Data extract:
%%
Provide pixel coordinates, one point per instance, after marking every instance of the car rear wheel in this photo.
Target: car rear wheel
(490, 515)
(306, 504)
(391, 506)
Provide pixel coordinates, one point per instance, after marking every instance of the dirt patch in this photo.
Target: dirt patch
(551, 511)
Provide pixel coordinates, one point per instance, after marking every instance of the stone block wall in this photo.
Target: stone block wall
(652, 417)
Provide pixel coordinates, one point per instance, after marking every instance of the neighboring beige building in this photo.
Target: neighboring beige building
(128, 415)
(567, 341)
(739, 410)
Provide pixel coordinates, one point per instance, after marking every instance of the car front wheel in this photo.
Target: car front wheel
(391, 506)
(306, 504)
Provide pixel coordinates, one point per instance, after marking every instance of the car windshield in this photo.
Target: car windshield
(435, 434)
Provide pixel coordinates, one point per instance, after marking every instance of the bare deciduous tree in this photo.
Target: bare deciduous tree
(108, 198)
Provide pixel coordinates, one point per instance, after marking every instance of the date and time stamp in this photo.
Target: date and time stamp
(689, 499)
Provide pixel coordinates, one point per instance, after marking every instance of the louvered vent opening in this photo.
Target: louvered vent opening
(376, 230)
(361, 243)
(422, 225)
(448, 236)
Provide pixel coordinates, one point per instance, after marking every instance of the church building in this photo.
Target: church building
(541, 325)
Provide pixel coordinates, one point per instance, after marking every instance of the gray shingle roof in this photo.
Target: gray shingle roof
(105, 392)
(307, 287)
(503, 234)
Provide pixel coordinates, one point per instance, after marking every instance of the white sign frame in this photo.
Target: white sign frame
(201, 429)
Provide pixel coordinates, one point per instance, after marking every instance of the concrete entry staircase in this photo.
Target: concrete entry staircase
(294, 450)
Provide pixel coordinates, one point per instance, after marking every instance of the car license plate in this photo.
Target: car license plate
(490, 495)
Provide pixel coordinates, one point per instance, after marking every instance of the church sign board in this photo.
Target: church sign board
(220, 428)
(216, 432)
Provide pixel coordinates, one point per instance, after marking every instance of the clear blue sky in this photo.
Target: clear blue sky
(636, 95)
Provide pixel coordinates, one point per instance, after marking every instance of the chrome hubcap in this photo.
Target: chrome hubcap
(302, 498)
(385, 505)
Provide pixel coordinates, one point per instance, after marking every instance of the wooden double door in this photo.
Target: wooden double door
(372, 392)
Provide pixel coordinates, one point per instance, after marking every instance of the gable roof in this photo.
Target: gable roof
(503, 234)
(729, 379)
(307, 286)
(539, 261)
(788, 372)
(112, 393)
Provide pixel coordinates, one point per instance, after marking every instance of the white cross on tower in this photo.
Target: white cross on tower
%%
Aim of the exercise: Please reproduce each line above exactly as written.

Reply to the task:
Provide pixel coordinates, one point per instance, after marking every instance of the car rear wheel in this photo.
Target: car rear wheel
(490, 515)
(306, 504)
(391, 506)
Provide pixel coordinates, one point per instance, after marking every instance of the dirt patch in this photo.
Target: dirt patch
(551, 511)
Provide pixel coordinates, one point per instance, after marking every instance of the stone block wall in this photo.
Target: stone block wall
(652, 417)
Provide pixel coordinates, one point per instance, after marking every instance of the neighboring beige building in this photo.
Target: neighboring beige building
(128, 415)
(567, 341)
(739, 410)
Provide pixel coordinates, one point per instance, after marking every instance of the car front wheel in this photo.
Target: car front wheel
(391, 506)
(306, 504)
Provide pixel coordinates, one point per instance, after marking every instance of the car windshield in this photo.
Target: car windshield
(435, 434)
Provide pixel coordinates, one point per instance, after marking every instance of the bare deciduous tree in this photo.
Target: bare deciduous tree
(108, 198)
Provide pixel coordinates, one point per instance, after marking every instance of the date and time stamp in this photo.
Target: date and time stamp
(689, 499)
Provide pixel coordinates, one point per instance, after marking every instance of the louvered vent opening in this photo.
Target: louvered vent opening
(376, 230)
(361, 243)
(422, 225)
(448, 236)
Provide pixel coordinates, one point per instance, after marking every instance of the church building in this photo.
Target: church building
(541, 325)
Provide pixel coordinates, one point per instance, after marking every instance of the gray shingle roof in this photo.
Target: gray shingle roof
(105, 392)
(307, 287)
(503, 234)
Provide pixel coordinates, one point per instance, after marking every instance of the white sign frame in this photo.
Target: white sign frame
(201, 429)
Provide pixel coordinates, one point per instance, after marking every instance of the concrete entry staircase in this photo.
Target: concrete entry staircase
(294, 450)
Provide pixel coordinates, one point per instance, after marking every instance of the car license plate in this photo.
Target: car license plate
(490, 495)
Provide pixel coordinates, one point per instance, after marking every instance of the church sign board in this photo.
Target: church sign board
(220, 428)
(216, 432)
Provide pixel coordinates, one point per instance, after marking every instance of the clear blue sky in this photo.
Target: clear blue sky
(636, 95)
Provide pixel coordinates, one point per instance, after marking every instance of the chrome hubcap in this photo.
Target: chrome hubcap
(302, 498)
(385, 505)
Provide pixel coordinates, one point per instance, after marking every instance of the wooden double door in this photo.
Target: wooden double door
(372, 392)
Provide pixel coordinates, one point per instance, after marking every instance of the gable roof in this photo.
Target: gable roof
(503, 234)
(729, 379)
(307, 286)
(539, 261)
(788, 372)
(112, 393)
Provide pixel coordinates, one point per instance, after marking every instance of the white cross on tower in this photo.
Target: white cross on tower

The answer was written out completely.